*Goal of the exercise:* Copy out every line of the material below without changing anything.

*Task data:*
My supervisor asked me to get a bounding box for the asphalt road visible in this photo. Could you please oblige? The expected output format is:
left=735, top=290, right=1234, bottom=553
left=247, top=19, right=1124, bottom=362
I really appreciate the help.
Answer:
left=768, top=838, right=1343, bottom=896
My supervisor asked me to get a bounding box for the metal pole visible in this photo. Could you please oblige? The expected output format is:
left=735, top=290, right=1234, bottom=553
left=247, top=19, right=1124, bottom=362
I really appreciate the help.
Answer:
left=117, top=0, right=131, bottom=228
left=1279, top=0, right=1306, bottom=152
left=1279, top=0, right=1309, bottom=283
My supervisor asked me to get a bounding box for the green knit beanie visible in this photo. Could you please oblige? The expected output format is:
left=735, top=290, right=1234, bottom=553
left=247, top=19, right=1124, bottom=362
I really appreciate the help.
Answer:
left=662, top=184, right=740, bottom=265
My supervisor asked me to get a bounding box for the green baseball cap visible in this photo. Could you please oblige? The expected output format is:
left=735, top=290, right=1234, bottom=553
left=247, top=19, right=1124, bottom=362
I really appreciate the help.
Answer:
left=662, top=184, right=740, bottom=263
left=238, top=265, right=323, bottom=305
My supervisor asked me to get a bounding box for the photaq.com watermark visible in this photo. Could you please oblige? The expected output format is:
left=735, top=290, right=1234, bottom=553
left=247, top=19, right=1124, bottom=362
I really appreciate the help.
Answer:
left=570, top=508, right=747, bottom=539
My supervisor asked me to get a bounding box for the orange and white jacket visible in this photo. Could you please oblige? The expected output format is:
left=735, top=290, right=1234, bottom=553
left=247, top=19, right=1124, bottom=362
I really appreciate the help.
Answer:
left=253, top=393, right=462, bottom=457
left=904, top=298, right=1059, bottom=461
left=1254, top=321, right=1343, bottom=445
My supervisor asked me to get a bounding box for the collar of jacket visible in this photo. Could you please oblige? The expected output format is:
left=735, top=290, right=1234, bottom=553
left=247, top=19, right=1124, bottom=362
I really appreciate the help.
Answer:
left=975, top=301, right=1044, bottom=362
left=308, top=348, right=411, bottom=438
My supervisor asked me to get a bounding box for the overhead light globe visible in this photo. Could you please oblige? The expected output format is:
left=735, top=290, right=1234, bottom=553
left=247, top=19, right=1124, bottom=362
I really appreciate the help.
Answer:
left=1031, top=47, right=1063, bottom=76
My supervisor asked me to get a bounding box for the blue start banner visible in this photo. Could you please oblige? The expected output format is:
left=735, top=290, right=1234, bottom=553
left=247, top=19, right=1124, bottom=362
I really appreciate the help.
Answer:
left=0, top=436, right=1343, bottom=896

*Expected output:*
My supervisor asked me to get a bounding box for the asphalt road visible in this photo. Could you please oblige? The expected output format is:
left=735, top=290, right=1234, bottom=553
left=247, top=19, right=1124, bottom=362
I really appreciate the help.
Answer:
left=768, top=838, right=1343, bottom=896
My supervisor asked me to get a bounding box for the metal pole visible in this photo. Could you please oblige? The expected output format is:
left=735, top=290, right=1234, bottom=553
left=247, top=19, right=1124, bottom=362
I really appreciate the help.
Answer:
left=117, top=0, right=131, bottom=228
left=1279, top=0, right=1306, bottom=152
left=1279, top=0, right=1309, bottom=283
My supervisor asked me to get a bounding box for the green knit beanie visible in this photo. Could you please oblige? The expected output format is:
left=735, top=290, right=1234, bottom=553
left=247, top=19, right=1124, bottom=362
I really appreciate the help.
Answer:
left=662, top=184, right=740, bottom=265
My supervisor asked me to get a bounding box for the green baseball cap visible in this photo. Could you please oblige? The expected output format is:
left=735, top=290, right=1234, bottom=553
left=247, top=19, right=1124, bottom=362
I really appreciate the help.
Answer:
left=662, top=184, right=740, bottom=263
left=238, top=265, right=323, bottom=305
My supervisor asked me to get a bounding box for the photaq.com watermark visible in this photo. Could you please oblige? The expected output format is:
left=735, top=290, right=1234, bottom=553
left=247, top=19, right=1124, bottom=362
I really appreciate the help.
Answer:
left=570, top=508, right=747, bottom=539
My supervisor asked me to get a bounding box for the orange and white jacket visible in this photo. Could you please oblige? The expected output format is:
left=735, top=290, right=1234, bottom=553
left=247, top=19, right=1124, bottom=362
I really appreciate the help.
Answer:
left=253, top=393, right=462, bottom=457
left=904, top=298, right=1059, bottom=461
left=1254, top=321, right=1343, bottom=445
My supervisor asked me to get a bounding box for the collar of jacket visible in this photo. Could you please oblige? The expected output format is:
left=735, top=290, right=1234, bottom=553
left=247, top=19, right=1124, bottom=362
I really appreciate the help.
Answer:
left=975, top=301, right=1044, bottom=362
left=308, top=348, right=411, bottom=438
My supervisor asked me to get a bounding box for the overhead light globe visible in this photo. Could you please oblige? The expected output format is:
left=735, top=290, right=1234, bottom=553
left=247, top=19, right=1124, bottom=362
I really appreciate the help.
Answer:
left=1031, top=47, right=1063, bottom=76
My supervisor asked me to get a bounding box for the blue start banner visible in this photo. Could you please oblige? The expected output format is:
left=735, top=290, right=1234, bottom=553
left=247, top=19, right=1124, bottom=362
I really appreciate the help.
Answer:
left=0, top=436, right=1343, bottom=896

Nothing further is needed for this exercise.